__DOCUMENTO DI PARTENZA__
Goran Pandev è uno che non si è stancato della retorica dell’attaccamento non tanto alla maglia, quanto al torneo, anche se nelle gerarchie del Genoa deve lottarsela con Palladino, Gakpé e due altri giocatori che sono nati l’anno in cui lui ha firmato per l’Inter.
Avrebbe potuto scegliere di fare il testimonial, l’allenatore, il presidente e il fuoriclasse della sua squadra, che porta il suo nome (la Akademija Pandev, in cui gioca anche un giocatore italiano, Giulio Grifoni) che quest’anno giocherà nella prima divisione macedone, e che al momento andrebbe anche in Europa League.

 

7. Andrea Cossu – 1980, Cagliari

 

 

Ora che, grazie al video qua sopra, abbiamo scoperto tutti i punti di contatto tra Andrea Cossu e James e siamo calati in un’atmosfera colombiana, posso anche citare Gabriel García Márquez quando scrive che «il segreto di una buona vecchiaia non è altro che un patto d’onore con la solitudine».

__CONSEGNA 1__
Riporta ogni riga dell'elenco in cui compare la parola "dark".
Il documento di partenza e l'elenco hanno origini diverse.

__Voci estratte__
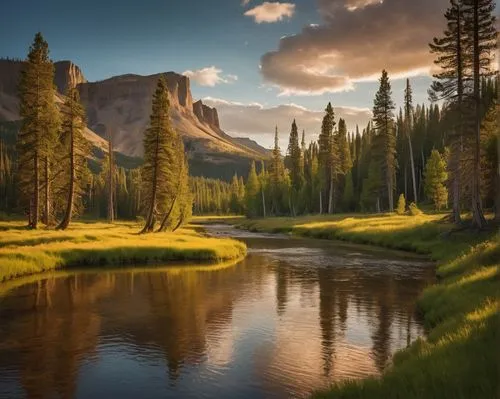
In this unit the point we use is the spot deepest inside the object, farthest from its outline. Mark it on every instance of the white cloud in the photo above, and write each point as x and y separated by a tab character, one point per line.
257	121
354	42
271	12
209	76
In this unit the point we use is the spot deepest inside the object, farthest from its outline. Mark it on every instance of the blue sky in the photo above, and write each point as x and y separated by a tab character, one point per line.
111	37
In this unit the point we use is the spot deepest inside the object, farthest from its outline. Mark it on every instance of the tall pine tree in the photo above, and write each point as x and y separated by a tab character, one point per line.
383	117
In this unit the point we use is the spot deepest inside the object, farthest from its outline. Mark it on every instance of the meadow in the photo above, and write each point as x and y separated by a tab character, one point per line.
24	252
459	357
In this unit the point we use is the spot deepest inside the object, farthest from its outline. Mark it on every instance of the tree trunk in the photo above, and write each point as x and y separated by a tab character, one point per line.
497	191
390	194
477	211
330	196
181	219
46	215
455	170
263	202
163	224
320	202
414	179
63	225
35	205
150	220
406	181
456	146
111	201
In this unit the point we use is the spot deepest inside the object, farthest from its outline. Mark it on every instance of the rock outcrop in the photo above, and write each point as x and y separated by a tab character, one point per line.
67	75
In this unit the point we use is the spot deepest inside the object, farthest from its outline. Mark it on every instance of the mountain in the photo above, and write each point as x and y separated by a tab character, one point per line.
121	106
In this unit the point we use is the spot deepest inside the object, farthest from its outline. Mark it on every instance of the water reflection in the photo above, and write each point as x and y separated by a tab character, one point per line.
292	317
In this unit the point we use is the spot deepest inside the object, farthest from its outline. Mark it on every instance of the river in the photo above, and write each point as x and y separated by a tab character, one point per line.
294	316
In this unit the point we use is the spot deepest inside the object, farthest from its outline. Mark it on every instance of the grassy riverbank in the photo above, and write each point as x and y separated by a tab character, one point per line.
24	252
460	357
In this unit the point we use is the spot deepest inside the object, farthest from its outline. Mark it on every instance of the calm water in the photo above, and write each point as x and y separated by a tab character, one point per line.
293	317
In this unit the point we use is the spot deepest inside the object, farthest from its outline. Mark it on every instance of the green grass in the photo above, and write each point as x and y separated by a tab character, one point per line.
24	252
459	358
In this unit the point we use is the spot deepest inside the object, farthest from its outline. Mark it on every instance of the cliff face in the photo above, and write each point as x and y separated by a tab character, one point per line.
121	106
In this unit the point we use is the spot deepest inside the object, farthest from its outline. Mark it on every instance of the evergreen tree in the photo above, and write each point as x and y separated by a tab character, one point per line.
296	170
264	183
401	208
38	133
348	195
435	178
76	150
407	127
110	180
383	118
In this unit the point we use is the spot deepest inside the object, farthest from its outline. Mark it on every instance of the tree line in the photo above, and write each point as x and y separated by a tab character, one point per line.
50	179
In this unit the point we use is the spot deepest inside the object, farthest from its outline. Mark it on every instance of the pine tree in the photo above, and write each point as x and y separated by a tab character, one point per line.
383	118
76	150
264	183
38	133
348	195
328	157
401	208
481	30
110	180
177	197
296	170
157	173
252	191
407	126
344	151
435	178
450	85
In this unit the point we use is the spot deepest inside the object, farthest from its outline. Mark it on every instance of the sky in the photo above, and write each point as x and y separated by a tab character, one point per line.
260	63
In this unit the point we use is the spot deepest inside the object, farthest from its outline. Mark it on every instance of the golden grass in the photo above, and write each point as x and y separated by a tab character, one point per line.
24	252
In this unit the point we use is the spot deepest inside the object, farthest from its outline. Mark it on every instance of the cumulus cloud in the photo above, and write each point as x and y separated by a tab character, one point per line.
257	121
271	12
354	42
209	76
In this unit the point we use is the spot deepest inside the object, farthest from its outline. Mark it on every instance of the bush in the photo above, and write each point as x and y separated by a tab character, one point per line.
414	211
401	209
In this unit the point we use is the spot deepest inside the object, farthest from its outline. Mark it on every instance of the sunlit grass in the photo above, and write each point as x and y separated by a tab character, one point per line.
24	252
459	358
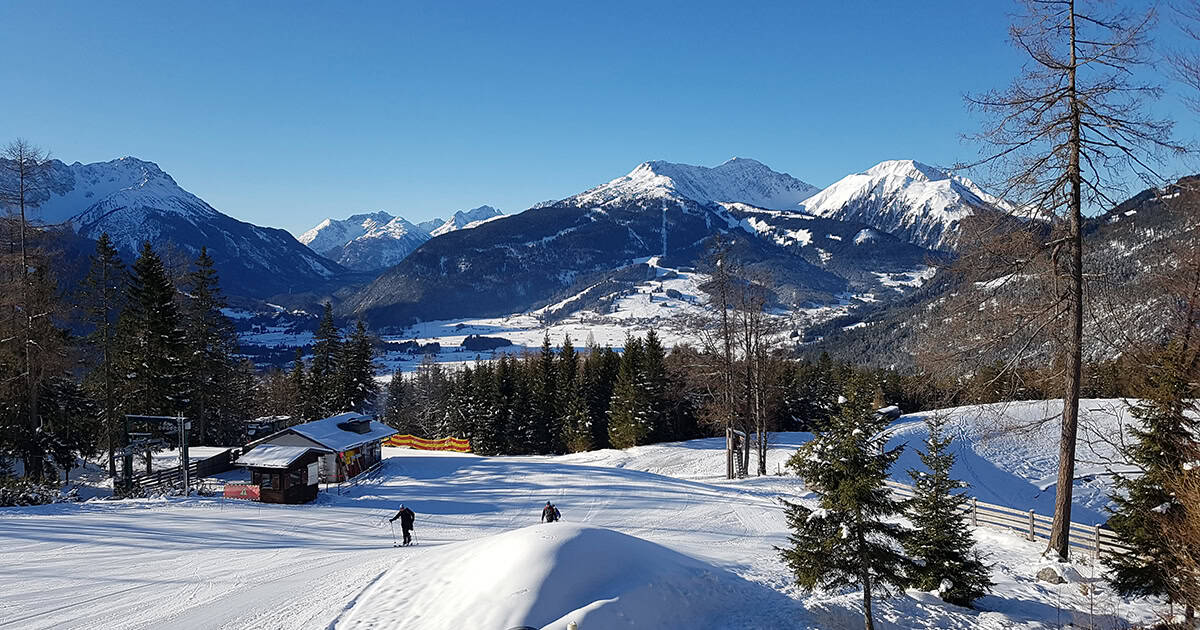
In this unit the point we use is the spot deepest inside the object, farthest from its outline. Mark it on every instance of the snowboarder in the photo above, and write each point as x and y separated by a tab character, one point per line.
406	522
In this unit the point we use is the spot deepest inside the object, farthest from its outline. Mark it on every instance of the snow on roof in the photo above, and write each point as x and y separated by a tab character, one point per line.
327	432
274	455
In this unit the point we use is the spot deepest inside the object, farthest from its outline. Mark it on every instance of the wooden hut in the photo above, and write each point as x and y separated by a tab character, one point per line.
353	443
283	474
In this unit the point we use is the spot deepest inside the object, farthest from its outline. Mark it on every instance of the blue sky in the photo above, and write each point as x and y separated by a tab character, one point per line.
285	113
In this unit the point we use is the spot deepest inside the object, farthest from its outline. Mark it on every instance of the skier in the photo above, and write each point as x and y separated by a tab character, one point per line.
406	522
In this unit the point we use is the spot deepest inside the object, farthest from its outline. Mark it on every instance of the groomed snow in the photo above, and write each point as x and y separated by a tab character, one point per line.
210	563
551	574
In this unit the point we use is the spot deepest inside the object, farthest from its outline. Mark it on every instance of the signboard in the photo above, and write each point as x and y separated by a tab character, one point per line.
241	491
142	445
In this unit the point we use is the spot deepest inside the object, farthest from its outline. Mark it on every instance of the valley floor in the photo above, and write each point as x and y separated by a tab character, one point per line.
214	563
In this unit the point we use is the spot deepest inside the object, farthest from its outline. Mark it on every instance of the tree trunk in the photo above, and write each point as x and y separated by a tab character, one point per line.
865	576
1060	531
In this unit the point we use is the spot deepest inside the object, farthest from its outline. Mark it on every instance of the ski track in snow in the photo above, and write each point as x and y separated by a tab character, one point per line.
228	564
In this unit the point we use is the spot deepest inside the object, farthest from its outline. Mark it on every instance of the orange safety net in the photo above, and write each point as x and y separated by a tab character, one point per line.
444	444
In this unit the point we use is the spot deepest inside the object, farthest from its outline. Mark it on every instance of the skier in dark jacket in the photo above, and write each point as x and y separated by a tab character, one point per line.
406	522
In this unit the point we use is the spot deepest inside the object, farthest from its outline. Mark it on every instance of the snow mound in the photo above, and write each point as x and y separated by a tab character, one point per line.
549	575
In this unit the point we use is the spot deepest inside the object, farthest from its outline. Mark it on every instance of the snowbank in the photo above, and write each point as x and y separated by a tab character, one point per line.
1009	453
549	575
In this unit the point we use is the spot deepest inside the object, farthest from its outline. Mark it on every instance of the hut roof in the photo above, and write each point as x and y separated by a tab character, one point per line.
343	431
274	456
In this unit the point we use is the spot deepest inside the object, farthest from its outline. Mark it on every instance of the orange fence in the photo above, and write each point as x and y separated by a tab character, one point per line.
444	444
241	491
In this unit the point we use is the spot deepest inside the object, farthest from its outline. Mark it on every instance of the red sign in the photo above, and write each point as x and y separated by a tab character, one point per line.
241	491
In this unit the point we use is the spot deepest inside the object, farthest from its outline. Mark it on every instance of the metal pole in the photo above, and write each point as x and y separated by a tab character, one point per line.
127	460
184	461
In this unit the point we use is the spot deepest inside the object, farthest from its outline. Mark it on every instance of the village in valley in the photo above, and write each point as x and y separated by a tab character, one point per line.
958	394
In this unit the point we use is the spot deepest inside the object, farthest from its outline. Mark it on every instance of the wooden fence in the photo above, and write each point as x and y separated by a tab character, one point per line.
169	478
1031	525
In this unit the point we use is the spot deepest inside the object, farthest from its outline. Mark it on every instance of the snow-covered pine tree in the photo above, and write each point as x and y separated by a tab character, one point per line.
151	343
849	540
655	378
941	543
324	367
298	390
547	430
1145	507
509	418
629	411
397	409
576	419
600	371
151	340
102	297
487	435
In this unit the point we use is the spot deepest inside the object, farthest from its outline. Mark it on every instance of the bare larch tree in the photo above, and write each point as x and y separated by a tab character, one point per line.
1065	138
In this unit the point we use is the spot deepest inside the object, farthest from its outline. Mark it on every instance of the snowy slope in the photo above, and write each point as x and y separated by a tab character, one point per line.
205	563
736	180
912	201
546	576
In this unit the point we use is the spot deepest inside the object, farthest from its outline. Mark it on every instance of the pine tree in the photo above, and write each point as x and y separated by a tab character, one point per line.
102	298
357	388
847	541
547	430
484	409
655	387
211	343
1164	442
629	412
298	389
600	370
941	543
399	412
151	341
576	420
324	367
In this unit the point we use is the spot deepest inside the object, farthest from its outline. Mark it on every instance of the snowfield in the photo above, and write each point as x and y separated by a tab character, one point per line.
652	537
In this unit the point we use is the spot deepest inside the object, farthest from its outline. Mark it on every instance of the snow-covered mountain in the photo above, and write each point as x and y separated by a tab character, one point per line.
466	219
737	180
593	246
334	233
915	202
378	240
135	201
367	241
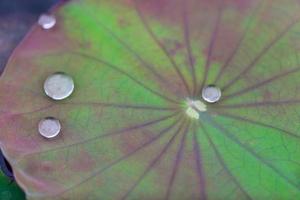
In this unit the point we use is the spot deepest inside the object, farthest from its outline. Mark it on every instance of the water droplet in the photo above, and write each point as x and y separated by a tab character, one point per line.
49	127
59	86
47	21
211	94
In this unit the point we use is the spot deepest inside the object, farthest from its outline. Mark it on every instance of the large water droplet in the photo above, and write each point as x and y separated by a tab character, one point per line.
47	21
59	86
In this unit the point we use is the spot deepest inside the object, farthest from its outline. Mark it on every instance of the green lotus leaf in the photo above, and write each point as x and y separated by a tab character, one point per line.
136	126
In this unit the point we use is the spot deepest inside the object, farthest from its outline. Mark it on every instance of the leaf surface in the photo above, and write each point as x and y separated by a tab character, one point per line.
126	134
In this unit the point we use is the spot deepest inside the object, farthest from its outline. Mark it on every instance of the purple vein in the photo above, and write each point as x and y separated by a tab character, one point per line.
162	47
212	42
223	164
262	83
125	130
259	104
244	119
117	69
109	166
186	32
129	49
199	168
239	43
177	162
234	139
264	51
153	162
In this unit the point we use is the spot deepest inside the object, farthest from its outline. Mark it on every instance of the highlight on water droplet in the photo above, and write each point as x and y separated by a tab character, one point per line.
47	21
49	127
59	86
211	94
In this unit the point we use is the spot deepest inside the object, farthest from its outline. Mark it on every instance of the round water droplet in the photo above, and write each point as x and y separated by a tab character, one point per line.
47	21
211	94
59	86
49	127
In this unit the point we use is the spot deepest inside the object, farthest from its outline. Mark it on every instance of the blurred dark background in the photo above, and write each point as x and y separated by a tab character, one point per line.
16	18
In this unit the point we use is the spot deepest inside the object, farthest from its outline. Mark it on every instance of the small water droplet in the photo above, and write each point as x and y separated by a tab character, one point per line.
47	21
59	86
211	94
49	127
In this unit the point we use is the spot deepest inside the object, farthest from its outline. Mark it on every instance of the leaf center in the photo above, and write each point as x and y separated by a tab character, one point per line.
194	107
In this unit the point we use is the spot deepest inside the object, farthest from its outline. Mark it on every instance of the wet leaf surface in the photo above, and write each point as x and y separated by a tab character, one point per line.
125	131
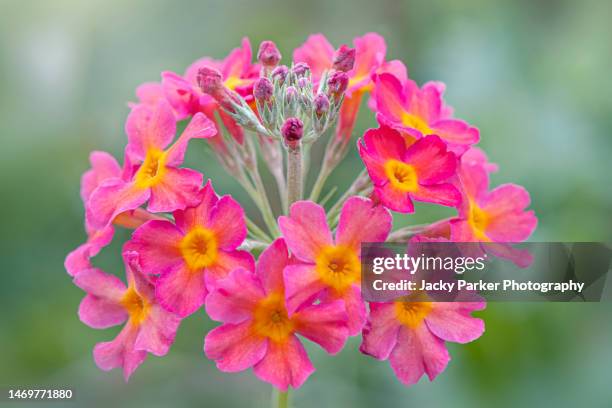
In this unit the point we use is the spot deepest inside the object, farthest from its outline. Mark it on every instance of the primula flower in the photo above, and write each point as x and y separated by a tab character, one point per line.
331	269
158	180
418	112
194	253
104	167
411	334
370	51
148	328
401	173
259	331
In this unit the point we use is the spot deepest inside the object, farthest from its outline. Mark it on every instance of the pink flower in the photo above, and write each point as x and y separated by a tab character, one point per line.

__CONSEGNA 2__
Rispondi a queste domande basandoti sul documento di partenza:
(a) Quale giocatore italiano gioca nella Akademija Pandev?
(b) Quale anno e quale città accompagnano il nome di Andrea Cossu?
(c) Quale scrittore viene citato a proposito della vecchiaia?

__RISULTATO ATTESO 1__
In this unit the point we use is the spot deepest inside the object, farthest from its outline. Mark it on every instance of the skier in dark jacket in the photo above, and write each point as x and y separated by a tab character, one point per line.
In this unit the point we use is the spot deepest inside the object, farthest from its outline. Mark it on every instance of the blurred dark background in the photo above, and write each point as x and y separated by a tab character, one point per line.

__RISULTATO ATTESO 2__
(a) Giulio Grifoni.
(b) 1980, Cagliari.
(c) Gabriel García Márquez.